## TO BE DONE:
Reproduce each of the records below word for word, from the first through the last.

_ _ _ _ _ _ _

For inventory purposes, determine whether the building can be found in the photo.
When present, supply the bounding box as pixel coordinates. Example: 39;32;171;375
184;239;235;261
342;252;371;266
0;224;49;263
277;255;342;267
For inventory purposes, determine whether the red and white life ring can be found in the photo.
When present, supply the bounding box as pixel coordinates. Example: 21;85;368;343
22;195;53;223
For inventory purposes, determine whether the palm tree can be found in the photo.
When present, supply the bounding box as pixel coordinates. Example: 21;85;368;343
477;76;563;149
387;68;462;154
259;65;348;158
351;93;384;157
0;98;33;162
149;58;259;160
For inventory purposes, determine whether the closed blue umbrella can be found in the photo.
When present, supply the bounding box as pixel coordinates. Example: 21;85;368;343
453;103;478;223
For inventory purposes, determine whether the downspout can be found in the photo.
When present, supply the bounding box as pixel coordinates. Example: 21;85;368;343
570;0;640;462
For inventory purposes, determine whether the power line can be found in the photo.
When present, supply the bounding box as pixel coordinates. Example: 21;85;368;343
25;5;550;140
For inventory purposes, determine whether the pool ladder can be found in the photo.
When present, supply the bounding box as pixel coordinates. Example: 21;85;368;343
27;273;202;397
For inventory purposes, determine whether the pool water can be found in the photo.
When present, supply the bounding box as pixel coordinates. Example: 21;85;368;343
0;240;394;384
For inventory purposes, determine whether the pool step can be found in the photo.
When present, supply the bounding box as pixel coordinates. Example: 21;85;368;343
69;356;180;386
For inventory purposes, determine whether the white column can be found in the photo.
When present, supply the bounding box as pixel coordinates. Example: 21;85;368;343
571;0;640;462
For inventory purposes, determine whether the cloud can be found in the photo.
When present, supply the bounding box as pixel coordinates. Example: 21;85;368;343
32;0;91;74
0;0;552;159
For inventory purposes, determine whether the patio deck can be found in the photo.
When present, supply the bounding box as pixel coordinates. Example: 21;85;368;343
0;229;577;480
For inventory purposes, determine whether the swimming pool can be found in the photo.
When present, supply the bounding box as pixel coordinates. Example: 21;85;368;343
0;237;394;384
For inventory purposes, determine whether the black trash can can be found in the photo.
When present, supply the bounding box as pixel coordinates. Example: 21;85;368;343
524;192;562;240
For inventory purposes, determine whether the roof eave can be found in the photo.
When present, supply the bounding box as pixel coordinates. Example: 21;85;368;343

_ _ _ _ _ _ _

## REPLY:
For inventory purposes, determine whether the building can be found in the photo.
When present, supply the bounding box as pixel coordinates. Example: 39;32;171;375
184;239;235;261
342;252;371;266
0;224;49;263
277;255;342;267
For inventory purposes, determine whether the red and white life ring can be found in the photo.
When present, supply the bounding box as pixel coordinates. Example: 21;85;368;343
22;195;53;223
For inventory purposes, determine whether the palm tree can be found in the photo.
When present, supply the bounding box as pixel coordinates. Example: 21;85;368;343
477;76;563;149
387;68;462;154
259;65;348;158
351;93;384;157
0;98;33;162
149;58;259;160
For inventory purposes, determine whether the closed blue umbrella can be found in the photo.
When present, supply the bounding box as pixel coordinates. Example: 21;85;368;343
453;103;478;223
For inventory purposes, determine whether the downspout can be found in the photo.
When present, supply the bounding box as pixel coordinates. Example: 21;85;368;343
570;0;640;462
For inventory purposes, determine whether the power line can be found in the photo.
When present, supply the bounding box as pixel coordinates. Example: 21;85;368;343
25;5;550;140
For inventory purposes, determine whether the pool ladder can be found in the photo.
When present, supply the bounding box as pixel coordinates. Example: 21;85;368;343
27;273;202;397
For inventory purposes, determine whether the pool water can be found in the photo.
When present, supply the bounding box as pixel coordinates. Example: 21;85;368;343
0;240;394;384
For inventory purposes, determine whether the pool step can be found in the photo.
When present, supply the bounding box as pixel coordinates. Example: 21;85;368;343
69;356;180;386
For inventory purposes, determine whether the white column can be found in the photo.
When present, supply the bounding box as pixel coordinates. Example: 21;85;368;343
571;0;640;462
For inventory purposes, determine whether the cloud can be found in the photo.
When present, supply the bounding box as pixel coordinates. Example: 21;85;368;343
32;0;91;74
0;0;552;159
For inventory purposes, determine whether the patio deck can be found in the photo.
When present, supply the bounding box as pixel coordinates. Example: 21;85;368;343
0;229;577;480
For inventory purposes, determine whether the swimming pool can be found in the photo.
When present, supply the bounding box as pixel coordinates. Example: 21;85;368;343
0;237;394;384
For inventory purposes, determine whether the black trash can can be found in the photo.
When present, supply the bounding box as pixel coordinates. Example: 21;85;368;343
524;192;562;240
For inventory purposes, determine whether the roof eave can be found in the photo.
When present, supply the bounding box as pixel coordinates. Example: 21;85;368;343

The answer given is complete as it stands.